─── PAGE TEXT

This article was originally published on the Spartan Race website.
New Year’s resolutions are a controversial subject. Most people don’t stick to them, and they can easily become an excuse for putting things off until January. That said, they do work if you use them wisely and get crystal clear on how you want them to play out in your life. Here’s what you need to know to set better New Year’s resolutions — and make the most of them in 2020.
The most glaring mistake people make in setting New Year’s resolutions is to frame their commitments purely in terms of end goals. What does that mean? Lose 20 pounds by April 1st. Run an eight-minute mile. Get my cholesterol back down below 200. Build a 200 pound bench press.
While these are perfectly good goals, they focus only on the outcome and miss the point of making New Year’s resolutions: to make effective, lasting changes in your life.
It’s all about perspective. A much better approach to setting resolutions is to commit to a process by which you’ll achieve your end goal. Ride my bike to work every day. Bulk prep food every Sunday and Wednesday. No screens after 11 PM every night. Go to the gym after work every Monday, Wednesday and Friday, and Sunday afternoon.

──────
─── MATERIAL SUPPLIED

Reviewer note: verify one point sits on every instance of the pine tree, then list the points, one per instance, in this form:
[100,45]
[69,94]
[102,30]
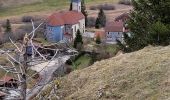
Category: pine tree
[83,10]
[101,19]
[149,24]
[98,39]
[8,26]
[71,7]
[97,24]
[78,40]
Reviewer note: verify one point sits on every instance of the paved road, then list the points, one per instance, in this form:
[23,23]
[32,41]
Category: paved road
[46,74]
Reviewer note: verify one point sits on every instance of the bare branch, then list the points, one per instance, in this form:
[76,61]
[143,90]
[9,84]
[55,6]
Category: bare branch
[14,44]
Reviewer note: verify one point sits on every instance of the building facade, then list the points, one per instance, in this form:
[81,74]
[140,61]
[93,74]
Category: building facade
[64,25]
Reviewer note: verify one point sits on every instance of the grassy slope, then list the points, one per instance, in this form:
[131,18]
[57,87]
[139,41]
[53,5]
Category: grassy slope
[46,5]
[142,75]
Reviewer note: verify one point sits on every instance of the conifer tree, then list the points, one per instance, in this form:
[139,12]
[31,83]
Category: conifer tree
[149,24]
[97,24]
[83,10]
[101,19]
[78,40]
[98,39]
[8,26]
[71,7]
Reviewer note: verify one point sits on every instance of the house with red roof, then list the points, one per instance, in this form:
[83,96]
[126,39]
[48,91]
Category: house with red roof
[114,30]
[64,25]
[8,81]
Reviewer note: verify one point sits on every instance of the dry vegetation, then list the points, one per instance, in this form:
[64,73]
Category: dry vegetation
[142,75]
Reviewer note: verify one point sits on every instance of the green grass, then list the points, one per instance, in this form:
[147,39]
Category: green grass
[111,49]
[46,5]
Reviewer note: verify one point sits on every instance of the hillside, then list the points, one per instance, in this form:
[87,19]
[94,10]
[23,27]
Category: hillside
[141,75]
[9,3]
[21,7]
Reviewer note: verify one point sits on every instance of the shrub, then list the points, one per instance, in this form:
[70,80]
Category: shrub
[27,19]
[104,7]
[91,21]
[125,2]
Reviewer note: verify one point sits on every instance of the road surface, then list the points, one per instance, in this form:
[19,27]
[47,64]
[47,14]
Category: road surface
[46,73]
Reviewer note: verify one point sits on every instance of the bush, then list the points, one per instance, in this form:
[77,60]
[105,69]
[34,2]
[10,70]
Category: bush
[91,21]
[104,7]
[27,19]
[125,2]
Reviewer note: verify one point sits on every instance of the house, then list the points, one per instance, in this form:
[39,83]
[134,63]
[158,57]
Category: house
[2,95]
[114,31]
[9,82]
[101,34]
[123,17]
[64,25]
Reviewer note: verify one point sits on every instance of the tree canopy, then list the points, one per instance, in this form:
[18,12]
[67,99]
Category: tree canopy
[78,40]
[149,24]
[101,19]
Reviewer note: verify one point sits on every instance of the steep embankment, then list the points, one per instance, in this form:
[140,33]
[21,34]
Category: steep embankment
[140,75]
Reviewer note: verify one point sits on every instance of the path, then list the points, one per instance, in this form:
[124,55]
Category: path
[46,74]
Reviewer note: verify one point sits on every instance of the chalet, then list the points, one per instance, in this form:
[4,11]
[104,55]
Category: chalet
[64,25]
[123,17]
[114,30]
[2,95]
[9,82]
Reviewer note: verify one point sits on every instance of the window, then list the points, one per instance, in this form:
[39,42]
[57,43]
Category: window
[75,29]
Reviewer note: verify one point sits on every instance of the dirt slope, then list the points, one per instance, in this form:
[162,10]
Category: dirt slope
[142,75]
[8,3]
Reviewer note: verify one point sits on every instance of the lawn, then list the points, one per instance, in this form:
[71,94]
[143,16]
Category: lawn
[46,5]
[82,62]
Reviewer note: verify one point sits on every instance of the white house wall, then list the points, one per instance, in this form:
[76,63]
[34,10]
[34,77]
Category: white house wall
[80,26]
[113,36]
[76,6]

──────

- **TASKS TO CARRY OUT**
a - Rewrite the passage of the article on New Year's resolutions from "It’s all about" to "and Sunday afternoon.", replacing "bike" with "scooter".
b - List every example the article on New Year's resolutions gives of a commitment framed purely in terms of an end goal.

- **SOLUTIONS TO THE PROBLEMS**
a -
It’s all about perspective. A much better approach to setting resolutions is to commit to a process by which you’ll achieve your end goal. Ride my scooter to work every day. Bulk prep food every Sunday and Wednesday. No screens after 11 PM every night. Go to the gym after work every Monday, Wednesday and Friday, and Sunday afternoon.

b -
- Lose 20 pounds by April 1st.
- Run an eight-minute mile.
- Get my cholesterol back down below 200.
- Build a 200 pound bench press.